» **Testo proposto**
•••

Feurs, Francia 1912 - Numana, Italia 2002

ARTIAS PARLA DI ARTIAS:
«Non ho avuto voglia di fare altri mestieri, ho semplicemente avuto i desideri dei giovani. A vent’anni sognavo di diventare aviatore, come tutti. Solo che l’idea della pittura mi ha rapito molto presto. Ma sono partito male, perché le mie ambizioni non corrispondevano per niente alle mie doti! Disegnavo molto male ed avevo dei bruttissimi voti in disegno. (…) Il mio disegno era pieno di sentimento, ma ero incapace di riprodurre fedelmente la realtà. Così i miei inizi sono stati molto duri! Ero in conflitto con tutti, si pensava che iniziassi a fare un mestiere per il quale non ero qualificato».

 

BIO e OPERE

Philippe Artias con sua moglie LydiaNella foto: Philippe Artias con sua moglie Lydia
 
 
Autodidatta, Artias si avvicina alla pittura negli anni Trenta: la sua opera s’avvia all’incontro folgorante Matisse e Picasso dopo «aver corrisposto a lungo con André Lhote». Poi la Guerra e la militanza dell’artista nelle fila della Resistenza francese (per il valore ed il coraggio dimostrati, sarà nominato a ricevere la Legion d’Onore: rifiuterà l’alta onorificenza proponendo che sia un ex sindacalista, Marchadier, di ritorno da Buchenwald a riceverla al suo posto).

•••

» **Serie di esercizi**
(A) Trascrivi dal testo su Philippe Artias il passo che va da "Autodidatta, Artias si" a "al suo posto).".
(B) Secondo il testo su Philippe Artias, a chi l'artista propose di assegnare la Legion d'Onore al suo posto?
(C) Prosegui il testo su Philippe Artias dopo la sua ultima frase.

» **Dati degli esercizi**
•••

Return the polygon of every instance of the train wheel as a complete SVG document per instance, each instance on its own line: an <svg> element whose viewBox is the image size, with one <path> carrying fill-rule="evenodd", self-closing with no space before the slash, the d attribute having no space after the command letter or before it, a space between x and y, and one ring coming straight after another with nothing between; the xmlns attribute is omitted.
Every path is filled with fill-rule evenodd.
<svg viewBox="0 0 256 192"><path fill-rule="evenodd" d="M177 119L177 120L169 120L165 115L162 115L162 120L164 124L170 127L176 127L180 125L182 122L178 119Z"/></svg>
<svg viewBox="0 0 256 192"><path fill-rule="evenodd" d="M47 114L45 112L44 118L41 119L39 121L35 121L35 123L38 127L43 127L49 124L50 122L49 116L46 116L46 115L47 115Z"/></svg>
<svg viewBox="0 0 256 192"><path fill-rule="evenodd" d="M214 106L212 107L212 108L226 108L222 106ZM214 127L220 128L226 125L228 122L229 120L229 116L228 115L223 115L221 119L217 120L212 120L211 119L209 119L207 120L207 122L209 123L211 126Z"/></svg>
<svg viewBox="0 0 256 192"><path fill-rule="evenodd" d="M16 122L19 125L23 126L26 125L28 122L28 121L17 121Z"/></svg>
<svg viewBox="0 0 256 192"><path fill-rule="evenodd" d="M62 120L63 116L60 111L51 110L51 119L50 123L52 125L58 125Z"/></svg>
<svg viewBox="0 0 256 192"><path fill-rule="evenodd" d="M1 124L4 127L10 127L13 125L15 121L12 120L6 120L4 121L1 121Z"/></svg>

•••

» **Elenco delle risposte**
(A)
Autodidatta, Artias si avvicina alla pittura negli anni Trenta: la sua opera s’avvia all’incontro folgorante Matisse e Picasso dopo «aver corrisposto a lungo con André Lhote». Poi la Guerra e la militanza dell’artista nelle fila della Resistenza francese (per il valore ed il coraggio dimostrati, sarà nominato a ricevere la Legion d’Onore: rifiuterà l’alta onorificenza proponendo che sia un ex sindacalista, Marchadier, di ritorno da Buchenwald a riceverla al suo posto).

(B) A Marchadier, un ex sindacalista di ritorno da Buchenwald.

(C)
Dopo la guerra e un tempo non breve d’interesse per l’Espressionismo tedesco, Artias raggiunge un punto centrale della sua arte nella necessità di esprimersi partendo da un pretesto figurativo per guardare a una realtà da restituire in termini appassionati. Termini che lo distanziano tanto dall’astrazione lirica o geometrica quanto dalla nuova pittura realista impegnata politicamente e socialmente di Bazaine, Estève, Pignon (con cui pure avrà un rapporto di fraterna amicizia). Mentre la Scuola di Parigi rifiuterà ogni contaminazione con quella newyorkese dei Pollock, Newman e De Kooning, Artias sceglierà di partire letteralmente alla ricerca di Picasso.

«Vedere vivere Picasso è stata per me la più grande lezione di pittura che abbia ricevuto».

L’incontro col Malagueño avviene in Provenza, a Vallauris, dove Artias si stabilisce nel 1948 frequentando il laboratorio e la residenza del Maestro per i successivi cinque anni. Si tratta di un’opportunità unica che rivoluzionerà totalmente la parabola artistica di Artias, per lo meno nell’approccio alla pittura.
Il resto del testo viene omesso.